*Exercise brief*: Find every line in the records below that contains the string "outline" and copy each of those lines out. Uppercase and lowercase letters count as different.
>> Start
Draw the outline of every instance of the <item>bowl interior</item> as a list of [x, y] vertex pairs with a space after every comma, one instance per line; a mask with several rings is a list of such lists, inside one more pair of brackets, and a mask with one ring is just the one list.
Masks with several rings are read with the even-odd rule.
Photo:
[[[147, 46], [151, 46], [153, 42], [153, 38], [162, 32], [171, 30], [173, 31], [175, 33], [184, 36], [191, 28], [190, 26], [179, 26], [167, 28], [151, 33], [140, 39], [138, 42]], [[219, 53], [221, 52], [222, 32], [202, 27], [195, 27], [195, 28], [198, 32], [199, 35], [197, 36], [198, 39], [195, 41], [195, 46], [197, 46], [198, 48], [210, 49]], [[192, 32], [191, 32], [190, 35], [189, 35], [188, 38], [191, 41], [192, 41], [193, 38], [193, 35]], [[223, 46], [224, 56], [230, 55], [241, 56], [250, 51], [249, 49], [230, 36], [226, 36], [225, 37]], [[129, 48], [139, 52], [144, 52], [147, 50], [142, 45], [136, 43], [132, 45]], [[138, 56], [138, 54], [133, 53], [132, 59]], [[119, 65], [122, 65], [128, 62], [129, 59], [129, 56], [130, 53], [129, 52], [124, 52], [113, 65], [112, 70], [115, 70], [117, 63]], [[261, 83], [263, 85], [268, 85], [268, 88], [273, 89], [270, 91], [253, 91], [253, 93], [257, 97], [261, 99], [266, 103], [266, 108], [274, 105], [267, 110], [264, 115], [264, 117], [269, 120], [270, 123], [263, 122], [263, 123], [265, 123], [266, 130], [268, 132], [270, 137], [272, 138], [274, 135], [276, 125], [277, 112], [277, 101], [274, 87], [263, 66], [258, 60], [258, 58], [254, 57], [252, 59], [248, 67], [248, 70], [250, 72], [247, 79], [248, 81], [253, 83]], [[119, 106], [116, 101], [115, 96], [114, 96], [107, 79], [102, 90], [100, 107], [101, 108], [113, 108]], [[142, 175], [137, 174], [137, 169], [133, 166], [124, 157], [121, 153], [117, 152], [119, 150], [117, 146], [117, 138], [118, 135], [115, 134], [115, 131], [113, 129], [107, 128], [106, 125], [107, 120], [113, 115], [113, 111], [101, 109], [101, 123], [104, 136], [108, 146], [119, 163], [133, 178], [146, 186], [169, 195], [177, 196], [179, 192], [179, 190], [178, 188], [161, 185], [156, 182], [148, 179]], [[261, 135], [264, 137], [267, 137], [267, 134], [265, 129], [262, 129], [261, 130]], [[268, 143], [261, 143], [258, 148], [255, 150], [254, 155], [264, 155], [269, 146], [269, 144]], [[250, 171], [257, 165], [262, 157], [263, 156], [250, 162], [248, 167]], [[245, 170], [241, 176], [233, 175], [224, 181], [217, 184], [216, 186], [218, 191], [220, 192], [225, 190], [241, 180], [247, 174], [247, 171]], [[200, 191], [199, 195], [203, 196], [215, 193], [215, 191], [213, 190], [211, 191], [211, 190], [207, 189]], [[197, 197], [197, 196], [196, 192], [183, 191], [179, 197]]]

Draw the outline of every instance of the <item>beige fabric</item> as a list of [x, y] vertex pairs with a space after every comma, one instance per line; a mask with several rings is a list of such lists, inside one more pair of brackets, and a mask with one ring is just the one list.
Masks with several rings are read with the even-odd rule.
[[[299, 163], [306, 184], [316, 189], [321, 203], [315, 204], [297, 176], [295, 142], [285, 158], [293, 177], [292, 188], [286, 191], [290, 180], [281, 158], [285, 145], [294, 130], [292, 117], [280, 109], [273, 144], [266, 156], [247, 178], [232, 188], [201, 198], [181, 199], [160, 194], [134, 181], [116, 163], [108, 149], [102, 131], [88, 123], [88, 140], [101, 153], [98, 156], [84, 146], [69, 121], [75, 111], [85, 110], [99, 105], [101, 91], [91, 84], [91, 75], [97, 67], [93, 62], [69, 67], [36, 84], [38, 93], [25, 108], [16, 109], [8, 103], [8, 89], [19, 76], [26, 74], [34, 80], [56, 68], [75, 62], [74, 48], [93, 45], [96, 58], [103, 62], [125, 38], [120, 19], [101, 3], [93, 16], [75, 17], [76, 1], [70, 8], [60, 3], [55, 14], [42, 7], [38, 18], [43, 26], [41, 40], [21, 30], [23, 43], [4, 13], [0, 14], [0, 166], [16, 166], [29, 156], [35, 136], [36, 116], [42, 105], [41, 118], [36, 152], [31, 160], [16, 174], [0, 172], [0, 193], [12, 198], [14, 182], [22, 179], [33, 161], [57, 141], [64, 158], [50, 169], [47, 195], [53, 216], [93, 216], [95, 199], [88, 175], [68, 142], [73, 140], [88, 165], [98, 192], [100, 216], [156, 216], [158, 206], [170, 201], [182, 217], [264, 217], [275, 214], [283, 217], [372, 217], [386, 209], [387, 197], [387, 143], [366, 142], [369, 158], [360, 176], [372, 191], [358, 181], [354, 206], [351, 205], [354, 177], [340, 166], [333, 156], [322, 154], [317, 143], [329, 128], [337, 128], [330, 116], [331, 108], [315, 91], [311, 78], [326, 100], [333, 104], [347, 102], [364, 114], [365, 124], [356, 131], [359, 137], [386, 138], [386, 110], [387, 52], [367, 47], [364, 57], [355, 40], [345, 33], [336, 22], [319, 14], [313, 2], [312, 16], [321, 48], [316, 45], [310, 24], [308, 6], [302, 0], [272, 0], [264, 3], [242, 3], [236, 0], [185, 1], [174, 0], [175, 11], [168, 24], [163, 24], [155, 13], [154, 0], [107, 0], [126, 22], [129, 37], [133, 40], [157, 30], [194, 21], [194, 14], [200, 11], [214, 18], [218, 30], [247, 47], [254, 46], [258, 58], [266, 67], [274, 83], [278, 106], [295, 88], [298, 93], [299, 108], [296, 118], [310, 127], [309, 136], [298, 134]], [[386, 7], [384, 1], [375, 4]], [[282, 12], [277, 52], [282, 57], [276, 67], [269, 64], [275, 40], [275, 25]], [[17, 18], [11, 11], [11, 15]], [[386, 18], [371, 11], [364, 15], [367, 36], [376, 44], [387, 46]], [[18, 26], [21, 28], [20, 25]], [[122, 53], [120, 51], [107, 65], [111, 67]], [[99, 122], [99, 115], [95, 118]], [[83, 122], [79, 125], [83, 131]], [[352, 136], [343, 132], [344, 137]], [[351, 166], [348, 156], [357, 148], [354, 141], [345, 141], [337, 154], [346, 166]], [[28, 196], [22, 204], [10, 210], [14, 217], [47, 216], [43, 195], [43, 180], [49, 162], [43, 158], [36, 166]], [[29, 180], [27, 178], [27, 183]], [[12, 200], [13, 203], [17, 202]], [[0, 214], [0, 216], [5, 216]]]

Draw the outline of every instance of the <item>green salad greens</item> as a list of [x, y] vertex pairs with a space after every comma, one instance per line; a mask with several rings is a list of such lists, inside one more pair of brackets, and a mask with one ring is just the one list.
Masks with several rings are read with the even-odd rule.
>> End
*Response to the task*:
Draw the outline of every instance of the <item>bowl interior</item> as a list of [x, y] vertex pairs with a space after every comma, one instance per line; a mask with several rings is a list of such lists, inside one more pair of brackets, and a mask with one ring is just the one list.
Draw the outline of every instance of the <item>beige fabric</item> as a list of [x, y] vertex pairs with a space after every comma, one instance per line; a mask with several rings is a list of such lists, inside one more pair of brackets, and a mask with one ring is just the one list.
Draw the outline of every instance of the <item>green salad greens</item> as a list of [x, y] vertex pairs with a space after every comma, one instance per line; a mask with several rings is a list of such lists, inside one more pair of brackets, and a mask with one ring is just the one list.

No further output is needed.